_Dataset records:_
==================================================

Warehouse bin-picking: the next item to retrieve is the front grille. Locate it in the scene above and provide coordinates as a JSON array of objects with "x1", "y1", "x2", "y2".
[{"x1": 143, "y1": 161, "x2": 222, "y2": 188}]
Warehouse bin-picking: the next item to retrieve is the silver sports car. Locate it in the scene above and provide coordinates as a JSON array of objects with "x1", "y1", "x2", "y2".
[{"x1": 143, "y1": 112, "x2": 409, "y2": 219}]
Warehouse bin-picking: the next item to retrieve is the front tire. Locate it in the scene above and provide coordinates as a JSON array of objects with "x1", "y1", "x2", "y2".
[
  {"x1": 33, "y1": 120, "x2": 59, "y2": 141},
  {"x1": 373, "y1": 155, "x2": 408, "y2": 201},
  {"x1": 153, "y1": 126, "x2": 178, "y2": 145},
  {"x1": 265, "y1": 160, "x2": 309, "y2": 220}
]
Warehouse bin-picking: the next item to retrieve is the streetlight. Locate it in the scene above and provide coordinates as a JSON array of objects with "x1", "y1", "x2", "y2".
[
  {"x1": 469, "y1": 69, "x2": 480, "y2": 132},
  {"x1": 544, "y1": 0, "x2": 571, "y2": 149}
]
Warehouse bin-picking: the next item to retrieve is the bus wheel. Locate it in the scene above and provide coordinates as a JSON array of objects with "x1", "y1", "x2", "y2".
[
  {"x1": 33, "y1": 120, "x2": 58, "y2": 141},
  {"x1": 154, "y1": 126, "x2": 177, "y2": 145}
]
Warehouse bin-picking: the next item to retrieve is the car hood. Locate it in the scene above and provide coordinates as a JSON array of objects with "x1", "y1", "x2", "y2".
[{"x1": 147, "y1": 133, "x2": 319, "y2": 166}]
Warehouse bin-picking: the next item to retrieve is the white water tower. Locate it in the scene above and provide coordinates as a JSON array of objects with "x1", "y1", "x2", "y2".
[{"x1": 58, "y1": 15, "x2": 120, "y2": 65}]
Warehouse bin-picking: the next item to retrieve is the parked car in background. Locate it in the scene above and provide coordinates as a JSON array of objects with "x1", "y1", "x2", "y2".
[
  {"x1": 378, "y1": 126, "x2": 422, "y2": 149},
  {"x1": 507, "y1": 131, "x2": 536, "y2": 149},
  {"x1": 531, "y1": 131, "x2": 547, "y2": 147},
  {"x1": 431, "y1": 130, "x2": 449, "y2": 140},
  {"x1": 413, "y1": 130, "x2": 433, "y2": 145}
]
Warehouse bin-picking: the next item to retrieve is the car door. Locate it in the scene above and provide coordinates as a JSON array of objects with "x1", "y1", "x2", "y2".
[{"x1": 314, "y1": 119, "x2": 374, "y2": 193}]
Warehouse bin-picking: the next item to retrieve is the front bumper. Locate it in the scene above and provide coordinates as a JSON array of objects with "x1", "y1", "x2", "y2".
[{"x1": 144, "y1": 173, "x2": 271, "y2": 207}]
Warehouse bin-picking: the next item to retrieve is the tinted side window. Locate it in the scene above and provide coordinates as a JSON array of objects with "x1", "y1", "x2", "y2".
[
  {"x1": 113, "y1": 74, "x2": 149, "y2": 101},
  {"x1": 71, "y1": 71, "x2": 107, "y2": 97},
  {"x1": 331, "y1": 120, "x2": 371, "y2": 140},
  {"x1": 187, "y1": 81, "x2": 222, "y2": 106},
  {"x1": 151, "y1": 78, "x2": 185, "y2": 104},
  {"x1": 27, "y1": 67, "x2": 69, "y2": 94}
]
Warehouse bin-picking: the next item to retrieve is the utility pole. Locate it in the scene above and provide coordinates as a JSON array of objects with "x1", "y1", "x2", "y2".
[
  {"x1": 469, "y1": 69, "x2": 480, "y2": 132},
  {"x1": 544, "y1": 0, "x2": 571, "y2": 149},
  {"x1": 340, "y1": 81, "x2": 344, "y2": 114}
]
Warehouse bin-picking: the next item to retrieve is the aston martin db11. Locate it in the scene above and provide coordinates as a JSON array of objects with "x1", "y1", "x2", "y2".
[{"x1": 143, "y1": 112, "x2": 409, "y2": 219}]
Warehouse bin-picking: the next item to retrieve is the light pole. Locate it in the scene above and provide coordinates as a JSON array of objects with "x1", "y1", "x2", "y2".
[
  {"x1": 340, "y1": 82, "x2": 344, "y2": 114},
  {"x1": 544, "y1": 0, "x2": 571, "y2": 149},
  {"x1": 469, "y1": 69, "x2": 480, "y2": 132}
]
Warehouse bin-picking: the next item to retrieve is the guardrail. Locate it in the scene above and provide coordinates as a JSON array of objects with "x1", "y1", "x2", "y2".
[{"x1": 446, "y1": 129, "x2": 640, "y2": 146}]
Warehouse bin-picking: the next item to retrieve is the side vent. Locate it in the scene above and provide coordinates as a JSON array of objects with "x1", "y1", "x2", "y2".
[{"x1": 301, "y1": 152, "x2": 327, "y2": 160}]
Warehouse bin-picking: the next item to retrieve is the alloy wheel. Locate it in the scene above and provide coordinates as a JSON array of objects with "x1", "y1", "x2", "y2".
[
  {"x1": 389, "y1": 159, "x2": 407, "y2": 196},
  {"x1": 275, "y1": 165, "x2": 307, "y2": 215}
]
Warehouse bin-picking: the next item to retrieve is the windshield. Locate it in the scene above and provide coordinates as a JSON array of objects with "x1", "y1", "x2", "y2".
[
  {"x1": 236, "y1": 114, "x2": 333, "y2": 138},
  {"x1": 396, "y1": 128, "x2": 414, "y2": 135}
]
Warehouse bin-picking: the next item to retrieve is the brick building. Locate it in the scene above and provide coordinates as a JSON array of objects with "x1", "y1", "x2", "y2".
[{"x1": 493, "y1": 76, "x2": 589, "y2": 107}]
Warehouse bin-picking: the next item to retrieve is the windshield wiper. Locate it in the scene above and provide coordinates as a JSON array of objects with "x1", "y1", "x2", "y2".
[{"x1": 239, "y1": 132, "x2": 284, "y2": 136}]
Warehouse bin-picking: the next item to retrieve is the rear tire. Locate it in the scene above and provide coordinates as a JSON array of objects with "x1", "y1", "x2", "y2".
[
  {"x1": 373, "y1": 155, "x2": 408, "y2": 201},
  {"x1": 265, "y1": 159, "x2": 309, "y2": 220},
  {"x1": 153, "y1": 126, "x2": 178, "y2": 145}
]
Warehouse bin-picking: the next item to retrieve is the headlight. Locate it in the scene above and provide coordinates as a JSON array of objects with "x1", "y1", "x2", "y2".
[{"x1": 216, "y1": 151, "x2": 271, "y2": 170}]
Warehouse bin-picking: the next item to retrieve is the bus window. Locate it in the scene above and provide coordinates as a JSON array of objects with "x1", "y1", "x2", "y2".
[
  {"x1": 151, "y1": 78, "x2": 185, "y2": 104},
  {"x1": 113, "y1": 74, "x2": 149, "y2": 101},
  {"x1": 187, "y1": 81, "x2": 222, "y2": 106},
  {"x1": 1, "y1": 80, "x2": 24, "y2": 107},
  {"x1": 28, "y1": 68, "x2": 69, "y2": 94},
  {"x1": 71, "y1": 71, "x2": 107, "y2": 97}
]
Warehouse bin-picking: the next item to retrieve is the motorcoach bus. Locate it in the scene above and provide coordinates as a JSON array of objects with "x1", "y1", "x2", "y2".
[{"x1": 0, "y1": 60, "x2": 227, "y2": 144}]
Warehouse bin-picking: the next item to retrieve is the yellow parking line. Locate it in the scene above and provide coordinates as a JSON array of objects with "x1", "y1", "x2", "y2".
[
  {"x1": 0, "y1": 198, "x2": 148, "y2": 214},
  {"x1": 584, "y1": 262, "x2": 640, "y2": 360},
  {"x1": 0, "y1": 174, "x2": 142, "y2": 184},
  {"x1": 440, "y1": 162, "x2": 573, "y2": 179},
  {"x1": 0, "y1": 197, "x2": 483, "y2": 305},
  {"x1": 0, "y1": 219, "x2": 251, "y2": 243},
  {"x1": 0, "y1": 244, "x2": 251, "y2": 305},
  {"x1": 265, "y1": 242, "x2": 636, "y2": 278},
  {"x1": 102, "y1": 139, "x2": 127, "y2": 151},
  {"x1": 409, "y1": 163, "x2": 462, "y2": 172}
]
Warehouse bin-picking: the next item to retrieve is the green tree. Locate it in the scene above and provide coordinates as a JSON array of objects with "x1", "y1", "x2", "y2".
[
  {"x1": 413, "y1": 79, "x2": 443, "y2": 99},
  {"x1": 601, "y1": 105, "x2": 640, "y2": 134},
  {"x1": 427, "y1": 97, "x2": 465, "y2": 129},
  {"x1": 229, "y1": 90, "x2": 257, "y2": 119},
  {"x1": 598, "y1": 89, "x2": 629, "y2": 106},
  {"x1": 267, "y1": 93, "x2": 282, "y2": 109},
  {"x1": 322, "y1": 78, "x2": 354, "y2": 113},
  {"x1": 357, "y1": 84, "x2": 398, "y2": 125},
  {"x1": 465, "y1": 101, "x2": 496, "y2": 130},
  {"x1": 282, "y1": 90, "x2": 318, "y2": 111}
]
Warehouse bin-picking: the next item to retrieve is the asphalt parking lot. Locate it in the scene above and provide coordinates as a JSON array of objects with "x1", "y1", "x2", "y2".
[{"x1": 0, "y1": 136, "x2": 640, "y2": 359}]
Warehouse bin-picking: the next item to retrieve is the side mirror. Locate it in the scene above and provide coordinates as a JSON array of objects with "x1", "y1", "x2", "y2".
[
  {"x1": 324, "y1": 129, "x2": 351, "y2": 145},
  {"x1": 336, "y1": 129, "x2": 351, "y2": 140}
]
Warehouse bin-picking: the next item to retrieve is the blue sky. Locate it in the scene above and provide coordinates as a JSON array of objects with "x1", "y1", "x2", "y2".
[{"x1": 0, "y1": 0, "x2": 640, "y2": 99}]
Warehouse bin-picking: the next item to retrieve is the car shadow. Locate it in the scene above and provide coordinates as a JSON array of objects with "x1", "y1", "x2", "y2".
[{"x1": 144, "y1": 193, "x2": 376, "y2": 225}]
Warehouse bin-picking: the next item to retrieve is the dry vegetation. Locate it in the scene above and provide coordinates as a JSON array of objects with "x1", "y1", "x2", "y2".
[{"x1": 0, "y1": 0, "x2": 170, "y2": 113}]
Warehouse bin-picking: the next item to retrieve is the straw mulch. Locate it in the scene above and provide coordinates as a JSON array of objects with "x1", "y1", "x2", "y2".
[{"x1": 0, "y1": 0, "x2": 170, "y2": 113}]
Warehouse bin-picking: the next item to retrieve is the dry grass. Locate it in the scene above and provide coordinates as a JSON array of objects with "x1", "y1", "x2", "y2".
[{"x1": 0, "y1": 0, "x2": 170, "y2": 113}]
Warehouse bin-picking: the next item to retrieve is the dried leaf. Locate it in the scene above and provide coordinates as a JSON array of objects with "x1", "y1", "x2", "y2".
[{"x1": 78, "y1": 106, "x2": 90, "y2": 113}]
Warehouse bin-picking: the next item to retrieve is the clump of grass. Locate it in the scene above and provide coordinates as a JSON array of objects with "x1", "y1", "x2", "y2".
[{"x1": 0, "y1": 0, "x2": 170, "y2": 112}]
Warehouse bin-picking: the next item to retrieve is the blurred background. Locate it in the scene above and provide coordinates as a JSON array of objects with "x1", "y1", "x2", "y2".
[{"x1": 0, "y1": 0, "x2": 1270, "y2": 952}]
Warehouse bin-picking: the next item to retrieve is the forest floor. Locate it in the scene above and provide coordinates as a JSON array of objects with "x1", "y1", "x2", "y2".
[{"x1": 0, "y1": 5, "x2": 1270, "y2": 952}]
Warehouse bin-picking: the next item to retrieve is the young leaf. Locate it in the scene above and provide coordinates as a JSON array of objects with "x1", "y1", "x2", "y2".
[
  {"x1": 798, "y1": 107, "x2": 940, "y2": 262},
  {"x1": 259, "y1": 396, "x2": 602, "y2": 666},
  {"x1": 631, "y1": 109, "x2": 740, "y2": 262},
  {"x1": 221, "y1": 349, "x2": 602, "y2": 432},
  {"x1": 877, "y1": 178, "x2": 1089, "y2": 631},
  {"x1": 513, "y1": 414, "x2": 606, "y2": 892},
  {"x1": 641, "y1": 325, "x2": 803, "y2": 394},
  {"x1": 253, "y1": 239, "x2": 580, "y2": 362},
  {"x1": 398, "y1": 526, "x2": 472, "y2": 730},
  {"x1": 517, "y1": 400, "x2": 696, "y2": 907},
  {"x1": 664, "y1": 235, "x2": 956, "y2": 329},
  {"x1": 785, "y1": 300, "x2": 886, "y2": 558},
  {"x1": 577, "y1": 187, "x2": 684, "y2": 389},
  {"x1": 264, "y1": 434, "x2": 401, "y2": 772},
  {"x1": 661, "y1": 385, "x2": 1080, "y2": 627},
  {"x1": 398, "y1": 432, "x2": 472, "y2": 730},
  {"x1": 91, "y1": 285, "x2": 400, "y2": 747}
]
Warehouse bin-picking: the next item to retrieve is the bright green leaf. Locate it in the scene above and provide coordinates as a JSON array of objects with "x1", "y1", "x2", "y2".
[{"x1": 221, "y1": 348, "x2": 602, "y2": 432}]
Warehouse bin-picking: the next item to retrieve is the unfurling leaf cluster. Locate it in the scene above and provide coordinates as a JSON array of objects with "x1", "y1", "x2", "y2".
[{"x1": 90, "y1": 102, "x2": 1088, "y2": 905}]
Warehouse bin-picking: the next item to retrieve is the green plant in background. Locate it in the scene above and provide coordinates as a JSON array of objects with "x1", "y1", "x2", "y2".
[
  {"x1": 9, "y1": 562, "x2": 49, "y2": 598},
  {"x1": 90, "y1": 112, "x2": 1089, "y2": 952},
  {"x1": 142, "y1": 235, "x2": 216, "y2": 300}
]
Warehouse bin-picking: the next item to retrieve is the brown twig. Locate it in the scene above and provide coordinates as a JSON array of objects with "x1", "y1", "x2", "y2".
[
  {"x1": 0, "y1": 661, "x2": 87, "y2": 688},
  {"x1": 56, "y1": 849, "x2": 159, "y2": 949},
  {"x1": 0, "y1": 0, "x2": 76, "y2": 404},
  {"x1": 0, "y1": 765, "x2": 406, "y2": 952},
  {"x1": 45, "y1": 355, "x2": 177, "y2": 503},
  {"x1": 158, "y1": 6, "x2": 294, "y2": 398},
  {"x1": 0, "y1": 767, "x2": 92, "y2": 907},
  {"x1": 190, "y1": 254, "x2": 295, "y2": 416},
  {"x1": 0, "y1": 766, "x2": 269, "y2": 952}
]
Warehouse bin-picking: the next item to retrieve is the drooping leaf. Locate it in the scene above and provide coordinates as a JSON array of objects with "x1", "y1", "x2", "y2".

==================================================

Format the rows above, from the line containing "Warehouse bin-picking: the next item to retrieve is the brown" through the end of the rows, as a JSON list of strings with one string per line, omitting any blank lines.

[
  "Warehouse bin-picking: the next item to retrieve is the brown twig. Locate it in the scene above and provide coordinates as a JSON array of objects with \"x1\", \"y1\", \"x2\", \"y2\".",
  "[",
  "  {\"x1\": 0, \"y1\": 661, \"x2\": 87, \"y2\": 688},",
  "  {\"x1\": 56, \"y1\": 849, \"x2\": 159, \"y2\": 949},",
  "  {\"x1\": 0, \"y1\": 0, \"x2\": 76, \"y2\": 404},",
  "  {\"x1\": 0, \"y1\": 765, \"x2\": 406, \"y2\": 952},",
  "  {\"x1\": 45, \"y1\": 355, \"x2\": 177, \"y2\": 503},",
  "  {\"x1\": 158, \"y1\": 6, \"x2\": 294, \"y2\": 398},",
  "  {\"x1\": 0, \"y1\": 767, \"x2\": 92, \"y2\": 907},",
  "  {\"x1\": 190, \"y1\": 254, \"x2\": 295, \"y2\": 416},",
  "  {\"x1\": 0, \"y1\": 766, \"x2\": 269, \"y2\": 952}",
  "]",
  "Warehouse bin-picking: the next item to retrieve is the drooping leaf. Locate it in the scene above and provide coordinates as a JSON array of objects with \"x1\", \"y1\", \"x2\", \"y2\"."
]